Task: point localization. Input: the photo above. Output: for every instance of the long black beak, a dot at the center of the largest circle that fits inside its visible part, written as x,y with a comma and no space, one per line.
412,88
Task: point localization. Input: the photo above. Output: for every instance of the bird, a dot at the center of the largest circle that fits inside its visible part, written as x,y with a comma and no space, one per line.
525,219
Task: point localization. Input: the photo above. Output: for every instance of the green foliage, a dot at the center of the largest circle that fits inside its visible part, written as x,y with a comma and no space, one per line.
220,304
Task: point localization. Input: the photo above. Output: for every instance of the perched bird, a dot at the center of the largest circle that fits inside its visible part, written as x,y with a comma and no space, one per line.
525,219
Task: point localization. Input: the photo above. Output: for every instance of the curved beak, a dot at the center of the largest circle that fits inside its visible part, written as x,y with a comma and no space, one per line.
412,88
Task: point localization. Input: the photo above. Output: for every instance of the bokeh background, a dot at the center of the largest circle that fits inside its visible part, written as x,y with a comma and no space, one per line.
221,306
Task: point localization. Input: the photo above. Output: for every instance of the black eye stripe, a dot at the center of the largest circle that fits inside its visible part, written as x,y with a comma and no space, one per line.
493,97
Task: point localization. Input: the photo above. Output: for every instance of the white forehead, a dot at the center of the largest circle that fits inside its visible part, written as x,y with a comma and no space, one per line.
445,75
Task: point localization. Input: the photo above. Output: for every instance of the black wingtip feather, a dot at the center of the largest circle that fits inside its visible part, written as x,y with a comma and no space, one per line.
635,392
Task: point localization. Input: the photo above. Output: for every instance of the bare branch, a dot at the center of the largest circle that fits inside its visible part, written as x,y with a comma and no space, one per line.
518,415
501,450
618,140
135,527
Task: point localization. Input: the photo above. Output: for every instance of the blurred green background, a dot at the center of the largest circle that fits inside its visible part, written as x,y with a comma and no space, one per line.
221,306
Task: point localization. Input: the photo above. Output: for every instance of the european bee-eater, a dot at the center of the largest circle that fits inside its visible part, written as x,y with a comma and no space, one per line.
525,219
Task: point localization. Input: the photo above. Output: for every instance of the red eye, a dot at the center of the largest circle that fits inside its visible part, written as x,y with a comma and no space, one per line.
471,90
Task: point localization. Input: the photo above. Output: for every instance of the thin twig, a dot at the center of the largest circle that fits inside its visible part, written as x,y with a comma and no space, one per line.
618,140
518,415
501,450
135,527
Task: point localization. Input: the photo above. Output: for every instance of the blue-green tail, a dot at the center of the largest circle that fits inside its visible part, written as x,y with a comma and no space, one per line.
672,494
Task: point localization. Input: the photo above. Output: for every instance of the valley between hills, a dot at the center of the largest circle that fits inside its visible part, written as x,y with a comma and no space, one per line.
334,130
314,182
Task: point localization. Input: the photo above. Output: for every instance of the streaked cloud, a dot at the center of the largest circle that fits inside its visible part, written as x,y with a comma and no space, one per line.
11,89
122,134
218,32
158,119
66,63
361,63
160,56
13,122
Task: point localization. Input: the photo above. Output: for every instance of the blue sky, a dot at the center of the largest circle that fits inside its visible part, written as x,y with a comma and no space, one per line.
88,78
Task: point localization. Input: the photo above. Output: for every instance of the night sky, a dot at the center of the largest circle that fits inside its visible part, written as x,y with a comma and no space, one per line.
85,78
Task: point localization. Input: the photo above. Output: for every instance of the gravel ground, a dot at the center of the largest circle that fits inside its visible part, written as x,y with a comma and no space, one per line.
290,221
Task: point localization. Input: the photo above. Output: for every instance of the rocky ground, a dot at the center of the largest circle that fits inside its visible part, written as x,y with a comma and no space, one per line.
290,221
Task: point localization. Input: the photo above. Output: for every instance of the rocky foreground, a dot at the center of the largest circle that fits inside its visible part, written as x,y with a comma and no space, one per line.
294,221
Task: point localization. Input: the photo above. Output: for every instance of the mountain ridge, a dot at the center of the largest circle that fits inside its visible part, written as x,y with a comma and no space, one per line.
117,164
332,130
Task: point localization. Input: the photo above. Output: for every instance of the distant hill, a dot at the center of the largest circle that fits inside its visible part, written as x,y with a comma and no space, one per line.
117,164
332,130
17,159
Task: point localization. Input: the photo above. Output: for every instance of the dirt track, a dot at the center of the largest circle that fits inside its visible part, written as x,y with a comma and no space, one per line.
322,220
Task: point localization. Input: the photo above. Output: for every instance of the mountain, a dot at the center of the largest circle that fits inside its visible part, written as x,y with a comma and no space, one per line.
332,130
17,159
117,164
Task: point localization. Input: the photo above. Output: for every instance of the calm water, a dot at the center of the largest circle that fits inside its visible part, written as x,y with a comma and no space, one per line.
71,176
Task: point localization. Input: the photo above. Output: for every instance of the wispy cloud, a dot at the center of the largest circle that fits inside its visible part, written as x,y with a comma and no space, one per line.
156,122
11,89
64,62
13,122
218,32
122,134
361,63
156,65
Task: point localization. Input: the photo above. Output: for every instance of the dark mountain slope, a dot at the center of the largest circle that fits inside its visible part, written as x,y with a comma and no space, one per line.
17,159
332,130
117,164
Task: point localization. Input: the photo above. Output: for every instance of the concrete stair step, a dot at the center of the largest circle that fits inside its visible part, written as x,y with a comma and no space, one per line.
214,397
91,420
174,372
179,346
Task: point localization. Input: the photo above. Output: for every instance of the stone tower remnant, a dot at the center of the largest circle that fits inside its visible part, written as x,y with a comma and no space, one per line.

» **ASSIGNED TASK**
What you need to do is retype all the entries exactly as written.

» **PROBLEM SOLUTION**
Task: point localization. Input: the photo above. Output: for every instance of the long black beak, a dot at the center of the largest circle that fits inside its visible part, written as x,y with a comma and no space, one per line.
412,88
Task: point localization. Input: the photo above. Output: for every instance of the bird, a dot at the center of the largest circle that fits inside its visible part, written as x,y with a comma and no space, one per line.
525,219
Task: point localization. Input: the photo above. Output: for every instance of the green foliage, a dot at the center of the largest circle that fits inside its visible part, written as x,y with a comma and no space, one per line.
220,304
Task: point localization. Input: the photo above. Output: for every instance of the perched bird, a dot at the center of the largest circle that fits inside its visible part, written as x,y with a comma and no space, one per line.
525,219
Task: point localization. Input: the photo above. Output: for every instance of the curved beak, a dot at the center of the largest circle that fits inside its visible part, written as x,y with a comma and no space, one per line.
412,88
Task: point localization. Input: the photo above. Output: for every instance of the bokeh background, a dot at the center of the largest circle that fits inside its visible part, written as x,y with a comma and no space, one per line.
221,306
Task: point localization. Input: the photo above. Output: for every instance of the black eye stripe, a dot at the center of the largest circle that fits inside its visible part, written as x,y with a comma and no space, one per line.
493,97
Task: point localization. Input: the photo above. Output: for every instance of the white forehead, a dot at the center of the largest circle that fits inside its visible part, written as x,y with a comma and no space, one per line.
445,75
Task: point localization. Input: the photo above. Output: for every instance of the black wingtip feather, a dot at the center of the largest circle that fits inside its visible part, written as x,y with a comma and no space, one per line.
635,392
Task: point localization. Input: the photo above. Output: for every instance of the bare branch, a dot at the center of the largest circle that fits inside its visible part, written as x,y with a comma and no space, one per line.
518,415
501,450
618,140
135,527
Task: point localization. Input: the photo above. Output: for every instance of the blurred green background, a dot at the center of the largest circle that fits inside its visible part, written as x,y with a comma and no space, one per line.
221,306
Task: point localization. Input: the photo above. Output: for every instance of the european bee-eater, a dot at the center of the largest circle that fits inside its visible part, written as x,y with a comma and no space, one per line.
525,219
Task: point localization. Input: the photo above. Output: for every instance of the red eye, a dot at the center of the largest circle that fits inside its visible part, written as x,y with a comma and no space, one per line.
471,90
Task: point localization. Input: the photo above. Output: for every instance of the thin twig, a dot at the center of the largest circle that fits inside its visible part, written as x,y with a comma and no space, one per line.
618,140
518,415
501,450
135,527
Task: point localization. Input: the photo above. Output: for every instance of the blue-green tail, a dot at the center of the largest circle that fits inside its visible part, written as x,y with a comma and no space, one per line.
672,494
Task: point localization. Input: the photo above. Output: for every instance of the valley between hills, a dot at the center of the largest circle that fits inside its visible part, written as x,y with a comma and no space, one per line.
334,130
314,182
Task: point localization. Input: the photo above. Output: for every instance of the streaked cloud, a dot at the center of the largest circle that fits inside its visible part, written as x,y with a comma and no space, one per line.
11,89
122,134
218,32
158,119
66,63
361,63
160,56
13,122
Task: point localization. Input: the photo above. Output: for every instance of the blue sky, a dot at the center of the largest circle that fits inside its visible part, written as x,y with a comma and no space, one per line.
88,78
Task: point localization. Input: the photo above. Output: for every instance of the night sky, a dot at the center of the largest circle that fits inside its visible part, written as x,y with a comma and no space, one per line.
85,78
Task: point localization. Input: the photo above. Output: for every instance of the gravel ground, a dot at the center of the largest circle that fits inside its visible part, written as x,y with a comma and no space, one per line.
290,221
Task: point localization. Input: the photo above. Output: for every instance of the rocky ground, a dot at the center of the largest circle that fits inside its visible part, written as x,y with a comma and no space, one per line.
290,221
Task: point localization. Input: the photo above. Output: for every instance of the rocky foreground, a dot at the center of the largest circle that fits inside its visible part, written as x,y with a comma and no space, one per line.
294,221
Task: point localization. Input: the photo above. Output: for every instance of the mountain ridge, a dot at the center of the largest circle that fits inside its visible part, written as x,y with a comma and no space, one per line.
117,164
332,130
Task: point localization. Input: the photo above. Output: for every instance of the distant hill, a dot at the center of the largest circle that fits inside its visible part, written as x,y with a comma and no space, one per line.
117,164
332,130
17,159
Task: point localization. Input: the photo above. Output: for every instance of the dirt track, a dot at the center of the largest circle that fits inside its visible part, written as x,y with a comma and no space, one per line.
322,220
Task: point localization. Input: the photo above. Output: for every instance of the mountain, a dot at the center of the largest circle that fits inside its visible part, written as x,y with a comma and no space, one per line.
332,130
17,159
117,164
Task: point localization. Input: the photo above. Output: for every instance of the calm water, a dot at the center of the largest circle that fits inside its visible part, written as x,y with a comma and no space, one per line.
71,176
Task: point localization. Input: the photo above. Output: for every instance of the wispy cloud, a dot at the center of the largest circle that fits inside its visible part, written as x,y with a comma and no space, one per line.
156,122
11,89
64,62
13,122
218,32
122,134
361,63
156,65
Task: point localization. Input: the photo above. Output: for every instance of the dark mountain slope, a dot at the center of the largest circle that fits inside its visible part, written as x,y with a comma and no space, one per line.
17,159
332,130
117,164
Task: point localization. Input: the photo above. Output: for every instance of the concrete stair step, a dot at the center of the largest circle that fits inside its visible part, written as x,y with a comma and no space, one per line.
214,397
91,420
174,372
179,346
Task: point localization. Input: the photo above. Output: for every instance of the stone tower remnant, a dot at the center of the largest circle that fits inside its visible part, written as x,y with a comma and no space, one per line.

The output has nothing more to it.